### WHAT IS ASKED
Recast the lines of the listing between the line holding "For every instance of the gold" and the line holding "x=175, y=117", inclusive, as a Markdown table with columns Row and Line. Number each row and leave out blank lines.
--- BEGIN SUPPLIED ENTRIES ---
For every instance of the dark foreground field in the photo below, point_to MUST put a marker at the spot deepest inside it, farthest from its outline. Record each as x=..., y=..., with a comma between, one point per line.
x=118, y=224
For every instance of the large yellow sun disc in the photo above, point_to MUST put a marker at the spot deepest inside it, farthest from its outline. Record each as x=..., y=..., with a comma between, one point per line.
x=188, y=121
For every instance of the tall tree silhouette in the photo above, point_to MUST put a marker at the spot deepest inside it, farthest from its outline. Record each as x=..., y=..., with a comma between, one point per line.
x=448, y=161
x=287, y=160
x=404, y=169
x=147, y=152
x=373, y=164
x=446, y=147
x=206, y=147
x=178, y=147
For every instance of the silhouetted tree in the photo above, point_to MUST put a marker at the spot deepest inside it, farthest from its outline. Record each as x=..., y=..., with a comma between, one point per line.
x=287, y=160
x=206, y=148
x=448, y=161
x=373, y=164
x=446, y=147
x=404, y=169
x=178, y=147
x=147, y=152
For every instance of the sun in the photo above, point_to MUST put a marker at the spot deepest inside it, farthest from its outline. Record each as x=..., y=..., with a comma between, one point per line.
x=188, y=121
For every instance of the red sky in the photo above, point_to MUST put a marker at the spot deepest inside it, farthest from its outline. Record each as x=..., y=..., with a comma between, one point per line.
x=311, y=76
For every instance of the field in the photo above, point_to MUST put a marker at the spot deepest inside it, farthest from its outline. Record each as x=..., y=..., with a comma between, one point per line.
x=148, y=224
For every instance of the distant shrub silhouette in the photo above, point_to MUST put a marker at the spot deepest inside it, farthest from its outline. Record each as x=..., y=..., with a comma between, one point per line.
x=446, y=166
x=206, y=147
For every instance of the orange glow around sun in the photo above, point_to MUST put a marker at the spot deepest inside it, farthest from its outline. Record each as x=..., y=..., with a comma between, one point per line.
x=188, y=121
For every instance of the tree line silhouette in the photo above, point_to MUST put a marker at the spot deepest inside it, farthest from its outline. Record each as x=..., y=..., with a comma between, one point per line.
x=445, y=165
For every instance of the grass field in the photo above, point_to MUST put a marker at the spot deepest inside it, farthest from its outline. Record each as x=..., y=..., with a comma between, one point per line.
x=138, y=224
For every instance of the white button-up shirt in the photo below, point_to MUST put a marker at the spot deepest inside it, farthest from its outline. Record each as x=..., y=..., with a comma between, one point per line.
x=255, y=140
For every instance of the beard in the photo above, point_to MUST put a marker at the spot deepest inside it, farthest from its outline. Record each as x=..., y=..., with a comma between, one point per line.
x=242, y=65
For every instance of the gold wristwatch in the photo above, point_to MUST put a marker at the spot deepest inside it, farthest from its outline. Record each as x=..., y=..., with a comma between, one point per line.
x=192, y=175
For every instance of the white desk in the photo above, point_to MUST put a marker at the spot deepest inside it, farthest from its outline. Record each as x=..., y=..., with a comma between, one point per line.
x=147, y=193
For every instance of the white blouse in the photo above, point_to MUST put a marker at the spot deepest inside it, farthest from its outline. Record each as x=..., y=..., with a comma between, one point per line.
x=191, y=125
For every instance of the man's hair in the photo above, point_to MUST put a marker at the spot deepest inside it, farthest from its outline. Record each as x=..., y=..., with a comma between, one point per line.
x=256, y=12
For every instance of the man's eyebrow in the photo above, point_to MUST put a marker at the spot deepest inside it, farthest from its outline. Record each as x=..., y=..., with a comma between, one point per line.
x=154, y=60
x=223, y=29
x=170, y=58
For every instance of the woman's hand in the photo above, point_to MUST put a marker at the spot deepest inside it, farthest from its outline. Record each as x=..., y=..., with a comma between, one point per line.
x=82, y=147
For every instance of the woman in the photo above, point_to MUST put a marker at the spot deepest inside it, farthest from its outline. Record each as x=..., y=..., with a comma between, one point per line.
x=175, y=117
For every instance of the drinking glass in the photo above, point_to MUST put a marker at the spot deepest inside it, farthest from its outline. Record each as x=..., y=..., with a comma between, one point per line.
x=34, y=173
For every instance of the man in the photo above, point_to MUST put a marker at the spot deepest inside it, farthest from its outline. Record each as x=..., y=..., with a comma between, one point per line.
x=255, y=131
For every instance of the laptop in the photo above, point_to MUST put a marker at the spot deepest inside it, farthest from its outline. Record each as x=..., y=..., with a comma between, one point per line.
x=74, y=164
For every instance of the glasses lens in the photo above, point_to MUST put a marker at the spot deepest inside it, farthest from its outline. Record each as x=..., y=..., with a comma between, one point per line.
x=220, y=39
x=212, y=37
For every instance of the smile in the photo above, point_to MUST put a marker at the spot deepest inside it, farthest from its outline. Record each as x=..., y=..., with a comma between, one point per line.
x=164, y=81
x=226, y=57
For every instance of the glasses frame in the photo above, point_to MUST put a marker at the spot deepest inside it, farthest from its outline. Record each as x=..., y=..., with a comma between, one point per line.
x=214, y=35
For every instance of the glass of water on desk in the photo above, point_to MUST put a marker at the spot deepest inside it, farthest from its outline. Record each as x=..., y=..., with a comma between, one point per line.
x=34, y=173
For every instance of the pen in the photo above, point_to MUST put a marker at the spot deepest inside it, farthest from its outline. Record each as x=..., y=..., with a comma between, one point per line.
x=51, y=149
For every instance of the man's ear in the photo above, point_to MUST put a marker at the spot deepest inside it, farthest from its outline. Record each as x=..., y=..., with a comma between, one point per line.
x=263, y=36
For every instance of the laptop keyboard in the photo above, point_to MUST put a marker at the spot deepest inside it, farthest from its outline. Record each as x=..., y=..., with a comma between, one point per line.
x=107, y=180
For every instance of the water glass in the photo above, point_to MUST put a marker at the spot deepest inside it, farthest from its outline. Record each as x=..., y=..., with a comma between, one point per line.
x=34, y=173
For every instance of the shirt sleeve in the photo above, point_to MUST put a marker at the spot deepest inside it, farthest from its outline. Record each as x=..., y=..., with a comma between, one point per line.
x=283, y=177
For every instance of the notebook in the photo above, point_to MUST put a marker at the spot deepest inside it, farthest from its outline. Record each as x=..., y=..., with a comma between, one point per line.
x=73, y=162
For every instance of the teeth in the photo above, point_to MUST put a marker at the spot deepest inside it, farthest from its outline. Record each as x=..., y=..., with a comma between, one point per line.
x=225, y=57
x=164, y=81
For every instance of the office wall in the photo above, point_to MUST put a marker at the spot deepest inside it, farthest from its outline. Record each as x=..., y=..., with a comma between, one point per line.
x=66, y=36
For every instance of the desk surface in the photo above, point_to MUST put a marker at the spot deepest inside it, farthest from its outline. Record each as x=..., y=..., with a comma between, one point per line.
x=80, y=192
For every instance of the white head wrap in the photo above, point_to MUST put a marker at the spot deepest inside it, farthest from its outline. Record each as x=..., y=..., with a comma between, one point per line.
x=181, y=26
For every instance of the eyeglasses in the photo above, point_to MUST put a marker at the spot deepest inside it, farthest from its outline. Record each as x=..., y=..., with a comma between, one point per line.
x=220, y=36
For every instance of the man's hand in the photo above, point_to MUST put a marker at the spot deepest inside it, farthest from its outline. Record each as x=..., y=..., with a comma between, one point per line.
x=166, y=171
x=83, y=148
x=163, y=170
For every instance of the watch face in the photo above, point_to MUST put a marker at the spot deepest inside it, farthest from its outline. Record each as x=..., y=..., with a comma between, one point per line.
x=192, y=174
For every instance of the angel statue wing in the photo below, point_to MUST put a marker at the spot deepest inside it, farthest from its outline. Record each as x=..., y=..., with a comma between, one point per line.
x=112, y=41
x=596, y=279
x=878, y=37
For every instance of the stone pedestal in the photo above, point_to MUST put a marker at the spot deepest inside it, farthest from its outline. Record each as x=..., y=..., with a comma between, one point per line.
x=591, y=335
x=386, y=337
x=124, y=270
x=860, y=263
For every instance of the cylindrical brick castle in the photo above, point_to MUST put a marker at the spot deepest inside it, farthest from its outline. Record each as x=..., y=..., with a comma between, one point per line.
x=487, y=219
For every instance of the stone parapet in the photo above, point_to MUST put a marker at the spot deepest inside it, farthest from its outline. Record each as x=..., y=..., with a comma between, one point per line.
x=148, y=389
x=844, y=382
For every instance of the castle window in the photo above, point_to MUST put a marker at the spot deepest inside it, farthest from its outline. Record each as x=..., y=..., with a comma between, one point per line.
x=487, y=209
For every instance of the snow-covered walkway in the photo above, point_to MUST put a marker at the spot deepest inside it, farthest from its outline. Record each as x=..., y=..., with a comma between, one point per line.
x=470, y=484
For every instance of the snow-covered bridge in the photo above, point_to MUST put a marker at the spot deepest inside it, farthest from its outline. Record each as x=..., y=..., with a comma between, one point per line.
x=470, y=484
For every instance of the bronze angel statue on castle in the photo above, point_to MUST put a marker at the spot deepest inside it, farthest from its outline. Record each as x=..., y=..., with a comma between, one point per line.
--- END SUPPLIED ENTRIES ---
### WRITTEN SOLUTION
| Row | Line |
|---|---|
| 1 | For every instance of the gold wristwatch in the photo above, point_to MUST put a marker at the spot deepest inside it, farthest from its outline. Record each as x=..., y=..., with a comma between, one point per line. |
| 2 | x=192, y=175 |
| 3 | For every instance of the white desk in the photo above, point_to MUST put a marker at the spot deepest inside it, farthest from its outline. Record each as x=..., y=..., with a comma between, one point per line. |
| 4 | x=147, y=193 |
| 5 | For every instance of the white blouse in the photo above, point_to MUST put a marker at the spot deepest inside it, farthest from its outline. Record each as x=..., y=..., with a comma between, one point per line. |
| 6 | x=191, y=125 |
| 7 | For every instance of the man's hair in the photo above, point_to MUST put a marker at the spot deepest inside it, farthest from its outline. Record each as x=..., y=..., with a comma between, one point per line. |
| 8 | x=256, y=12 |
| 9 | For every instance of the man's eyebrow in the photo above, point_to MUST put a marker at the spot deepest inside it, farthest from its outline. Record each as x=..., y=..., with a comma between, one point per line. |
| 10 | x=154, y=60 |
| 11 | x=223, y=29 |
| 12 | x=170, y=58 |
| 13 | For every instance of the woman's hand in the photo above, point_to MUST put a marker at the spot deepest inside it, farthest from its outline. Record each as x=..., y=..., with a comma between, one point per line. |
| 14 | x=82, y=147 |
| 15 | For every instance of the woman in the photo above, point_to MUST put a marker at the spot deepest inside it, farthest from its outline. Record each as x=..., y=..., with a comma between, one point per line. |
| 16 | x=175, y=117 |